Problem requirements: What is needed is an exact copy of the lines from the one containing "Keypoints: one point per instance of the soldier's hand, as" through the final line of the material below.
# # # # # # #
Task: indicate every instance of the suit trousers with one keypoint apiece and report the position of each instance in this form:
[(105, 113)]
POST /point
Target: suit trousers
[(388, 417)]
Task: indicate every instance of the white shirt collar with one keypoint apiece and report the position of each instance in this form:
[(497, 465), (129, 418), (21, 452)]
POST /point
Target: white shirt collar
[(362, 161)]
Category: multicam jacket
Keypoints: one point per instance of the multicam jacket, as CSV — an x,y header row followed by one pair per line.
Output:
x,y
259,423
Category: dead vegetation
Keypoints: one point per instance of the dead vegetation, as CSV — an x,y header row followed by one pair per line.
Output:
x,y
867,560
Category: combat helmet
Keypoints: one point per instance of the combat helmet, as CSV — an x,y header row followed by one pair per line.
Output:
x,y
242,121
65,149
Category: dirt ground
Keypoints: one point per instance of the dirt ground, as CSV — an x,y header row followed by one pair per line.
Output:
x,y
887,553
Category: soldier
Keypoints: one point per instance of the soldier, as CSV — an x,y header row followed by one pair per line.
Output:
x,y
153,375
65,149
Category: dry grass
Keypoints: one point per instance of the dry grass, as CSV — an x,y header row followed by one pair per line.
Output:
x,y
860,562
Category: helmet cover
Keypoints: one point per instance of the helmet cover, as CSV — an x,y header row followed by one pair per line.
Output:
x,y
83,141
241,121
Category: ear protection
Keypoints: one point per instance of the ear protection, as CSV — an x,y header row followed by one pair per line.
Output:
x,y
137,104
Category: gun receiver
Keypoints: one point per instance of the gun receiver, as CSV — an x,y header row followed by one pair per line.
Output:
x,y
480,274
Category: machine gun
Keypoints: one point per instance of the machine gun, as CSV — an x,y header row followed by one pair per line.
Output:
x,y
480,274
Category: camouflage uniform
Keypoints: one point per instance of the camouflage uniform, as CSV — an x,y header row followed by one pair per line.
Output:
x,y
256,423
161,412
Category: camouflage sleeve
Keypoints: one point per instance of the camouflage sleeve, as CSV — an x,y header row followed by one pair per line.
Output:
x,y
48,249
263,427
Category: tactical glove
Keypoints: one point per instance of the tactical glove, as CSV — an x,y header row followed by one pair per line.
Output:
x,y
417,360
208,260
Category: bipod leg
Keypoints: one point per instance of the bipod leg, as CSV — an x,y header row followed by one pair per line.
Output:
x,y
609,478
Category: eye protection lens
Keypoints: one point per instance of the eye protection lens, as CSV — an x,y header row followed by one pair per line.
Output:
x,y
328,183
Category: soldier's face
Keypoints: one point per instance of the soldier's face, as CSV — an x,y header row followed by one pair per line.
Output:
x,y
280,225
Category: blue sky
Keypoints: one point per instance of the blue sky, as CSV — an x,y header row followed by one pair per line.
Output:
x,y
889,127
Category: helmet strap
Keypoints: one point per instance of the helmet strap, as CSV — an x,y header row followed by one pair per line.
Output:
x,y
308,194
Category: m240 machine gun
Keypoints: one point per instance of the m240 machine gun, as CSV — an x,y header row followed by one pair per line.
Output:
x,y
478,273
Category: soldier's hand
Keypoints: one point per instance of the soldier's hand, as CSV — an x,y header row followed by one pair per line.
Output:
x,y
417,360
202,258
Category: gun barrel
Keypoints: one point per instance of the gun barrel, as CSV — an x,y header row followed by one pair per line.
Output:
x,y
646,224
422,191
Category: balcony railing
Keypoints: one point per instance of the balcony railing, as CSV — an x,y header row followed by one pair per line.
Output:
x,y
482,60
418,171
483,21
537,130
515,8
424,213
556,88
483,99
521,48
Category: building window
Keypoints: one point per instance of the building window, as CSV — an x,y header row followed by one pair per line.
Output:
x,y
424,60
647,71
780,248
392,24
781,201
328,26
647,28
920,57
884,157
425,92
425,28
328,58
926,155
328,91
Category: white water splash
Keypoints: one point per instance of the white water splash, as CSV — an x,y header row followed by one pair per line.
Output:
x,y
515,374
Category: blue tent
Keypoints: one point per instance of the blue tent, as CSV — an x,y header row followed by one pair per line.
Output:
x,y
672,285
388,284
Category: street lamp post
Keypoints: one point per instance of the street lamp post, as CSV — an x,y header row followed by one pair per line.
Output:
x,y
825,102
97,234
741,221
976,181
# # # # # # #
Your solution:
Keypoints: one point per instance of the soldier's hand, as CSV — an x,y header row followed by one pair per line.
Output:
x,y
417,360
202,258
Category: gun barrel
Keypoints: one point per instance of the gun barrel, as CSV — an x,y header row followed by one pair per line.
Output:
x,y
646,224
422,191
Category: balcony railing
Keypoints: one point per instance of the balcony railing, as CSV — an x,y header row followed by one pair per line.
Output:
x,y
482,60
418,171
483,21
537,130
515,8
424,213
556,88
483,99
521,48
Category: building window
Keypoints: one point per instance of the building window, as CSV — an x,y header row followed by one pair per line.
Output:
x,y
424,60
647,71
780,248
392,24
781,201
328,26
647,28
920,57
884,157
425,92
425,28
328,58
926,155
328,91
Category: white water splash
Keypoints: one point per instance of the white water splash, as CSV — an x,y header row followed by one pair per line.
Output:
x,y
515,374
Category: blue tent
Keypoints: one point per instance of the blue tent, as CSV — an x,y header row followed by one pair per line.
Output:
x,y
672,285
388,284
Category: street lamp post
Keypoints: one point per instance of the street lamp post, as CSV — an x,y header row followed by one pair per line.
Output:
x,y
825,102
97,234
741,221
976,181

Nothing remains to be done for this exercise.